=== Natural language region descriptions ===
________

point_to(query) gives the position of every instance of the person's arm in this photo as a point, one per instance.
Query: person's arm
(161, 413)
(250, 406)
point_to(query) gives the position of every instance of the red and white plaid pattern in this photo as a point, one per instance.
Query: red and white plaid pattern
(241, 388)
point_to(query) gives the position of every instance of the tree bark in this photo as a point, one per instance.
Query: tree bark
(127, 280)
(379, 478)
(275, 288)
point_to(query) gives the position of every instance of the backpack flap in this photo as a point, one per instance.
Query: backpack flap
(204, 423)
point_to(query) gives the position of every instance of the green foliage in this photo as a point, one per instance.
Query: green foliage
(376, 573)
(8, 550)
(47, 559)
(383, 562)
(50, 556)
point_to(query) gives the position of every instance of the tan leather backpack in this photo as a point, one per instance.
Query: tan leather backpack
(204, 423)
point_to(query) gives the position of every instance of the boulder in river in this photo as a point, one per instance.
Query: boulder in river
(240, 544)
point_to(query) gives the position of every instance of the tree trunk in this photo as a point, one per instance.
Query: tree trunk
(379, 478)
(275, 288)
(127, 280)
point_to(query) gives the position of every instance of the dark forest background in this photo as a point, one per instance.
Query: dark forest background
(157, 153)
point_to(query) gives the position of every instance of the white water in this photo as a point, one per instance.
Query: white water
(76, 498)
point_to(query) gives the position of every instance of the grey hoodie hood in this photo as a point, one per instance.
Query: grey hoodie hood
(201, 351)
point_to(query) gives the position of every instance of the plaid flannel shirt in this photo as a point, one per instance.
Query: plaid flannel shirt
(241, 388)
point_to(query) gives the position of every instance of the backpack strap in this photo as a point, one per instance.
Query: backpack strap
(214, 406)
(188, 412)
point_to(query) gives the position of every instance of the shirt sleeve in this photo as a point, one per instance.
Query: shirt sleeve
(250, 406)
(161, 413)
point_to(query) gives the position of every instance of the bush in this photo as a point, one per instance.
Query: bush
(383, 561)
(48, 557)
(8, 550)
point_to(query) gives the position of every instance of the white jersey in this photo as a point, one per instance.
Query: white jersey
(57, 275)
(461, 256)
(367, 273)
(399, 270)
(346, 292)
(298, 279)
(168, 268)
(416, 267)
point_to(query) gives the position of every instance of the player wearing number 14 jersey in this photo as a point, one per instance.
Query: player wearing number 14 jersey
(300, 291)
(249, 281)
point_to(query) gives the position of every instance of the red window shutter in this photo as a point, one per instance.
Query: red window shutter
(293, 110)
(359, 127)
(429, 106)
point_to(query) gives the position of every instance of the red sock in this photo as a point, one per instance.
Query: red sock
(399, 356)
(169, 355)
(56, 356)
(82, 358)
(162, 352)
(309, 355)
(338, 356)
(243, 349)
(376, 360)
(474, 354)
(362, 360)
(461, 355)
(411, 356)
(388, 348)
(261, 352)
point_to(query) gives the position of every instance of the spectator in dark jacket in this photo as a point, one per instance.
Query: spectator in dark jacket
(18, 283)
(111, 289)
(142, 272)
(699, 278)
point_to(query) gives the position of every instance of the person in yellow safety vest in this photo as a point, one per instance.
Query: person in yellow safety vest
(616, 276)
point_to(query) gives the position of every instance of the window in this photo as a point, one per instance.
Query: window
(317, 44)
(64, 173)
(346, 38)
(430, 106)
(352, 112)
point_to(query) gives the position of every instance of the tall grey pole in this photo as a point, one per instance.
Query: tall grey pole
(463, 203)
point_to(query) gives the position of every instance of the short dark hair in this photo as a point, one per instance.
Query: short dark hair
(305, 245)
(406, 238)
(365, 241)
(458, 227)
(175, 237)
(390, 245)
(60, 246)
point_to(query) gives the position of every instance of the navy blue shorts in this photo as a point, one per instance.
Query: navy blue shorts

________

=== Brief ===
Check each line of the data for the string "shorts" and state how many lines contain it, without any other output.

=== Answer space ===
2